▸ WHAT THIS TASK INVOLVES: Among the entries below, one stretch runs from the line that contains "pixel 151 232" through the line that contains "pixel 61 23". Repeat that stretch exactly, ends included, and only that.
******************************
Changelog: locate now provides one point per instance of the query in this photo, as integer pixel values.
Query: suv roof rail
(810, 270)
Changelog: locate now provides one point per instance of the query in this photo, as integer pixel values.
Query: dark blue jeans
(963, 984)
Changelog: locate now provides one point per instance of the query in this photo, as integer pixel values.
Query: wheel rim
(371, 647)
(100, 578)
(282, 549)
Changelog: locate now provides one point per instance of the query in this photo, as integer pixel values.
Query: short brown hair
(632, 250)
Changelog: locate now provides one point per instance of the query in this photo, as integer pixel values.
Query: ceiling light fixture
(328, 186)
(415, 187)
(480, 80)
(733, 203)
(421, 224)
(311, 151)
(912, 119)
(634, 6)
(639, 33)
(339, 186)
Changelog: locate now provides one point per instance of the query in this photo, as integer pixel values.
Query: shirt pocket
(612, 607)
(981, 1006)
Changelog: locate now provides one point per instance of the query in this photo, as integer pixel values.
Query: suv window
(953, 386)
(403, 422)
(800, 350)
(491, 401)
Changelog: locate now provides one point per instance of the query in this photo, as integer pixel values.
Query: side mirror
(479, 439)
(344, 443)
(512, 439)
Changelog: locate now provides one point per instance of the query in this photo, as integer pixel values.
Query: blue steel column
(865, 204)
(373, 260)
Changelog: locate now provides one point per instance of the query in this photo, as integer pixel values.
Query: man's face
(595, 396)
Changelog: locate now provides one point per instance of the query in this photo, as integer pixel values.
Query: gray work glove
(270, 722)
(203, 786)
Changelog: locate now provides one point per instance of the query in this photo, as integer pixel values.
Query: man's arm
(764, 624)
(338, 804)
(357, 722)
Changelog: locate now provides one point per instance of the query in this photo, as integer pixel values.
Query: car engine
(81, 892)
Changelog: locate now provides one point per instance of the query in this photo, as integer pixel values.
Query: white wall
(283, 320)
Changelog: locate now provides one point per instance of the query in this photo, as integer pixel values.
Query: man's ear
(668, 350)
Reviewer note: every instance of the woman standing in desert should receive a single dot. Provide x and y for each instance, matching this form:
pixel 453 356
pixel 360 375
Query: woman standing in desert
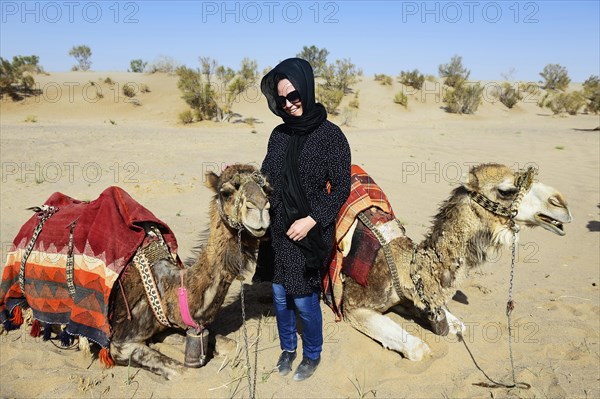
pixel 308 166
******************************
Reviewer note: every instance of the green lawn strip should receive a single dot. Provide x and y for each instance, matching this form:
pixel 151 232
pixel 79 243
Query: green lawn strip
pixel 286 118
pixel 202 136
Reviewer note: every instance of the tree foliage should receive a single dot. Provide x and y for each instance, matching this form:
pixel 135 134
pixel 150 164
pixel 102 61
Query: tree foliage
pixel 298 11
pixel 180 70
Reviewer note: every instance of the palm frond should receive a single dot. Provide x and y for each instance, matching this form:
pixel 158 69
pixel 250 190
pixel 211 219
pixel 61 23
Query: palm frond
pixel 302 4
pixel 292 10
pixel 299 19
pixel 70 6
******************************
▸ ANSWER FOR THE TASK:
pixel 151 232
pixel 79 243
Query: green lawn strip
pixel 286 118
pixel 202 136
Reviewer note: every instance of the tree foliage should receive a single dot. Provide x and y for each instance, matching this form:
pixel 135 134
pixel 150 164
pixel 102 61
Query: tree foliage
pixel 298 11
pixel 180 70
Reviewer note: every instance of the palm frond should receive a single dot. Provide x and y for each instance, matching this form:
pixel 158 69
pixel 250 190
pixel 211 219
pixel 61 23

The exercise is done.